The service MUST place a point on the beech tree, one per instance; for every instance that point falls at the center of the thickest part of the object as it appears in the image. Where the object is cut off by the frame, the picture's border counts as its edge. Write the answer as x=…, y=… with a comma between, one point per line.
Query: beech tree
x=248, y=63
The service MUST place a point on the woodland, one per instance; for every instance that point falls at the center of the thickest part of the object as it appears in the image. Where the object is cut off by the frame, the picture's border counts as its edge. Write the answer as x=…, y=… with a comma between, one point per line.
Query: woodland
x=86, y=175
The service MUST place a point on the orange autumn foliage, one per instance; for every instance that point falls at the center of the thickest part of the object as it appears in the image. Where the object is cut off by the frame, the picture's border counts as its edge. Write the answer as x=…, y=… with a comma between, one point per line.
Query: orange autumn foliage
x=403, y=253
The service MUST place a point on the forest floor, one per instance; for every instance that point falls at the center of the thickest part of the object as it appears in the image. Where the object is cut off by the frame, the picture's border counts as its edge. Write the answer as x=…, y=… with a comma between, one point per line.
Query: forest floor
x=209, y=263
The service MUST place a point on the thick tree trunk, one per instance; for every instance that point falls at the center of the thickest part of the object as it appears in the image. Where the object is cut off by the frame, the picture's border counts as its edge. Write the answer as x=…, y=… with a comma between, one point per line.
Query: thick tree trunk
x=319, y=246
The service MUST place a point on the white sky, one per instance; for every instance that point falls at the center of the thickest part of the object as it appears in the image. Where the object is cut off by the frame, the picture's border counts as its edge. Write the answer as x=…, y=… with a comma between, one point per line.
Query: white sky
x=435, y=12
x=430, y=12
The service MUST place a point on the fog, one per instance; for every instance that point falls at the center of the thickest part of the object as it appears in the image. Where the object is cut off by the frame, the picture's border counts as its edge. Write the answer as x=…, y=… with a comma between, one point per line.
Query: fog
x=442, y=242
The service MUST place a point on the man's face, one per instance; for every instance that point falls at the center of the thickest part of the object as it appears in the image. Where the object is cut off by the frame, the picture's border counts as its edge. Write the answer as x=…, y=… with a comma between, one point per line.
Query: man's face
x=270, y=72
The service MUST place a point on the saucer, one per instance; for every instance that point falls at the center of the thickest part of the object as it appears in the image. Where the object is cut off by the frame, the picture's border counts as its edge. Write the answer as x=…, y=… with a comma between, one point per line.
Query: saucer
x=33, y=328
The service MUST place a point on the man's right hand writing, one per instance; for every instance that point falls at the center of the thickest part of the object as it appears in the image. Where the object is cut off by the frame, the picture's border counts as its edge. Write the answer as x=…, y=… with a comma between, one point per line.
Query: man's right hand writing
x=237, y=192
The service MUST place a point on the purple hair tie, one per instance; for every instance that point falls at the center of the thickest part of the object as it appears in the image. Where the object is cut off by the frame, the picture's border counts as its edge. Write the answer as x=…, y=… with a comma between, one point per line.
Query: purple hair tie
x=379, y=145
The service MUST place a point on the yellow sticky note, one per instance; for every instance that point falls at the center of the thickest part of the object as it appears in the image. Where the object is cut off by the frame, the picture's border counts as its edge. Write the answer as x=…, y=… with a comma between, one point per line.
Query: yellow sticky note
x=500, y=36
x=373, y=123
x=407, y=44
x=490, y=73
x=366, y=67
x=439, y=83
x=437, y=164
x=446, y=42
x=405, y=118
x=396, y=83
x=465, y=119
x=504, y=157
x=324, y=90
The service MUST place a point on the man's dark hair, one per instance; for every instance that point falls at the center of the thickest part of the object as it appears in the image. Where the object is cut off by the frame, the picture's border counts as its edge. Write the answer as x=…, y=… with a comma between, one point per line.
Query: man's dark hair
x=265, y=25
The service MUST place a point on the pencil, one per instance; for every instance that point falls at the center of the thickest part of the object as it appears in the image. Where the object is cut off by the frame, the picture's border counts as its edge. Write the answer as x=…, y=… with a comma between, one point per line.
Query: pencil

* * * * * * *

Goal
Swap "MUST" for "SHOULD" throughout the listing above and write out the whole listing again with nothing else altered.

Exercise solution
The service SHOULD place a point on the beech tree, one per instance; for every instance that point falls at the center of the thickest part of the object as it appears in the image. Where the object is cut off by the frame, the picture's border counts as its edge. Write the answer as x=…, y=… with a comma between, one point per line.
Query: beech tree
x=248, y=63
The service SHOULD place a point on the woodland, one per instance; for every instance that point falls at the center of the thickest part of the object as it appears in the image. Where the object is cut off by the frame, the picture's border counts as its edge. Write the answer as x=…, y=… with a comma between, one point per line.
Query: woodland
x=86, y=175
The service SHOULD place a point on the orange autumn foliage, one per instance; for every instance that point falls at the center of the thickest part of the object as it appears in the image. Where the object is cut off by the frame, the picture's border counts as its edge. Write the answer as x=…, y=… with a comma between, one point per line.
Query: orange autumn foliage
x=403, y=253
The service SHOULD place a point on the forest floor, one per instance; for every instance that point falls at the center of the thickest part of the object as it appears in the image. Where the object is cut off by the frame, the picture's border counts as its edge. Write the answer as x=…, y=… with a comma between, one point per line.
Query: forest floor
x=209, y=263
The service SHOULD place a point on the thick tree trunk, one per instance; for every instance that point falls at the center of the thickest part of the object as it appears in the image. Where the object is cut off by the frame, the picture's border counts as its edge. Write the answer as x=…, y=… with a comma between, one point per line.
Query: thick tree trunk
x=319, y=246
The service SHOULD place a point on the white sky, one per instance; for every instance that point falls at the center of the thickest part of the object as it appears in the image. Where the object is cut off by the frame, the picture's border counts as its edge. Write the answer as x=…, y=… with a comma between, one point per line.
Query: white sky
x=435, y=12
x=430, y=12
The service SHOULD place a point on the fog, one per instance; for every instance that point falls at the center of the thickest part of the object as it appears in the image. Where the object is cut off by the frame, the picture's border counts as its edge. Write the answer as x=…, y=… with a comma between, one point per line.
Query: fog
x=442, y=242
The service SHOULD place a point on the man's face, one per instance; for every instance that point falls at the center of the thickest part of the object as it appears in the image. Where the object is cut off by the frame, the picture's border counts as its edge. Write the answer as x=…, y=… with a comma between, one point per line.
Query: man's face
x=270, y=72
The service SHOULD place a point on the saucer, one per instance; for every instance that point falls at the center of the thickest part of the object as it appears in the image. Where the object is cut off by the frame, the picture's border counts as its edge. Write the answer as x=…, y=… with a comma between, one point per line.
Query: saucer
x=33, y=328
The service SHOULD place a point on the man's right hand writing, one per instance; for every instance that point falls at the center of the thickest part of the object as it appears in the image. Where the object is cut off by the frame, the picture's border counts as its edge. Write the answer as x=…, y=… with a comma between, one point per line.
Query: man's right hand writing
x=237, y=192
The service SHOULD place a point on the purple hair tie, one per instance; for every instance that point falls at the center of the thickest part of the object as it appears in the image. Where the object is cut off by the frame, the picture's border counts as its edge. Write the answer as x=…, y=… with a comma between, one point per line.
Query: purple hair tie
x=379, y=145
The service SHOULD place a point on the yellow sticky note, one per instance; for every instance that point falls at the center of the thickest part of the object as it appears in the image. Where the object is cut off by the frame, the picture's border counts as its edge. Write the answer as x=…, y=… with a comma between, one point per line.
Query: yellow sticky note
x=500, y=36
x=373, y=123
x=407, y=44
x=490, y=73
x=366, y=67
x=439, y=83
x=437, y=164
x=446, y=42
x=405, y=118
x=396, y=83
x=465, y=119
x=504, y=157
x=324, y=90
The service SHOULD place a point on the man's dark hair, one per instance; for every instance that point falls at the center of the thickest part of the object as it appears in the image. Where the object is cut off by the frame, the picture's border counts as its edge. Write the answer as x=…, y=… with a comma between, one point per line.
Query: man's dark hair
x=265, y=25
The service SHOULD place a point on the pencil, one per instance; for every instance that point falls at the center of the thickest part of the object as it appears in the image. Where the object is cut off by the frame, the picture's border counts as its edge. Write the answer as x=…, y=… with a comma between, one point per line.
Query: pencil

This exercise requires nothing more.